#### [The request]
Please retype the material below word for word, from its first line through the line that contains "column 434, row 114", including both, and nothing after that line.

-------- Material for the task --------

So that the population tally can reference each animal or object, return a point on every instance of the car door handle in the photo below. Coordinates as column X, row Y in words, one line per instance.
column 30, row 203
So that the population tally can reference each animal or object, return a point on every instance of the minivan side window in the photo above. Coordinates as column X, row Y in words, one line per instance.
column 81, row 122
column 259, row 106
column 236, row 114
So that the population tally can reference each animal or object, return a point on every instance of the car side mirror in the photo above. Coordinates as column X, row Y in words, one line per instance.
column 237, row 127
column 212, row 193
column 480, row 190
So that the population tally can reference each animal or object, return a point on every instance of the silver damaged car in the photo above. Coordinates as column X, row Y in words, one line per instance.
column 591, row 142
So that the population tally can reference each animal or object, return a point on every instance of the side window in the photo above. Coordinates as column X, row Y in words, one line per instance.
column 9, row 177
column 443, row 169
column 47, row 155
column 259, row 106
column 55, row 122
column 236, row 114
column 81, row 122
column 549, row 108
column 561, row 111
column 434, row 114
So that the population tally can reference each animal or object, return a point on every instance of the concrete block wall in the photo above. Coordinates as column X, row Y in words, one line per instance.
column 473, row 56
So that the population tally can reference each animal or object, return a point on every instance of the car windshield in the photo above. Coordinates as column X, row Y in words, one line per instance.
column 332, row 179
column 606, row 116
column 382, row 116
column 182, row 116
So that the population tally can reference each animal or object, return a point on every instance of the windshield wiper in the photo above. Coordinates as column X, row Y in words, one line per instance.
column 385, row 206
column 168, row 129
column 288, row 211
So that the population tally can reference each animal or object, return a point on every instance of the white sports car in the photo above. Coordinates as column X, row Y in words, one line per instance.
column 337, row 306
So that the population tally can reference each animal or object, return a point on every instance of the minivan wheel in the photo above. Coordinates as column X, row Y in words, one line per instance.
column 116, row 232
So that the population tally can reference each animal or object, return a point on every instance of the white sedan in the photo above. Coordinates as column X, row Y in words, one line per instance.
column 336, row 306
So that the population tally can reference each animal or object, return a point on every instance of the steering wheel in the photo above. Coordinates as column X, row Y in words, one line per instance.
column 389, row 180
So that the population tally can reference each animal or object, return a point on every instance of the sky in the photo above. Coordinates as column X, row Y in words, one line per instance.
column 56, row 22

--------

#### [Written answer]
So that the population tally can reference each animal or object, return a point on every instance of the car door handle in the photo below. Coordinates as column X, row Y in words, one line per instance.
column 30, row 203
So that the population tally can reference each animal or object, return a point on every instance of the minivan side window in the photo above. Coordinates as column X, row Y in words, one line per instance.
column 81, row 122
column 259, row 106
column 236, row 114
So that the population tally can reference each animal or object, return a point on every instance of the car side mirror in the photo above. Coordinates as column X, row Y in words, one line per instance.
column 237, row 127
column 212, row 193
column 480, row 190
So that the population tally can reference each animal or object, return a point on every instance of the silver damaged car in the photo above. Coordinates as column X, row Y in words, one line per instance.
column 591, row 142
So that the population tally can reference each animal or object, return a point on every instance of the side window in the photo above. Coordinates as column X, row Y in words, one line per instance.
column 9, row 177
column 443, row 169
column 47, row 155
column 259, row 106
column 55, row 122
column 236, row 114
column 81, row 122
column 549, row 108
column 561, row 111
column 434, row 114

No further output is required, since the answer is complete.